Usando le informazioni —
1. Traduci in inglese questa frase del testo sul futuro del capitalismo: "La si può configurare come una tragedia che ha la sua radice più profonda in una società che non è più in grado di offrire supporto ai propri appartenenti."
2. Prosegui il testo sul futuro del capitalismo partendo dopo la sua ultima frase.

--- Brano estratto ---

Il futuro del capitalismo alla luce di quelle morti «senza senso»

Gli Stati Uniti sono precursori di tantissime tendenze che poi si espandono a livello globale

 
Quello su cui si accendono i riflettori è una situazione prolungata di involuzione sociale, che riguarda da vicino il settore della salute dei cittadini americani e il calo della loro aspettativa di vita.
La si può configurare come una tragedia che ha la sua radice più profonda in una società che non è più in grado di offrire supporto ai propri appartenenti.
La studiosa Anne Case ha analizzato questo fenomeno insieme al premio Nobel per l’economia Angus Deaton, un lavoro durato 5 anni e i cui risultati sono stati pubblicati proprio di recente in un corposo studio sul tema («Deaths of Despair and the Future of Capitalism», Princeton University Press, 2020).

--- Dati da esaminare ---

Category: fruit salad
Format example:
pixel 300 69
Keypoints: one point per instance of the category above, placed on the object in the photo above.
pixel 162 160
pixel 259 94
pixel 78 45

---

Risposte per compito —
1. It can be framed as a tragedy whose deepest root lies in a society that is no longer able to offer support to its members.

2.
Questa «epidemia» colpisce in maniera prevalente americani bianchi della classe media o operaia, e con un livello di istruzione medio basso.
 
La crisi economica dilagante, amplificata anche dagli effetti del lockdown, ha avuto grandi conseguenze sociali in un Paese già compromesso da questo punto di vista, e così sono sempre più coloro che sperimentano l’opprimente sensazione di una vita che appare sempre meno degna di essere vissuta.
Ecco quindi che la categoria di statunitensi cui si faceva accenno prima, vede salire vertiginosamente le morti per suicidio, per eccesso di droga e per malattie del fegato dovute ad alcool ed abuso di altre sostanze.
E se tradizionalmente il suicidio, secondo il sociologo Émile Durkheim, trova fondamento soprattutto nelle classi istruite e ricche, vissuto in quanto «male di vivere», stando ai dati raccolti dai due studiosi si assiste ad un fenomeno completamente diverso, che riguarda piuttosto «un dolore psicologico e fisico per chi non riesce più a riconoscersi in un modello di vita standardizzato», per chi non riesce a trovare un proprio posto nella società, per chi ha perso tutto, e per chi non riesce a stare al passo con i tempi.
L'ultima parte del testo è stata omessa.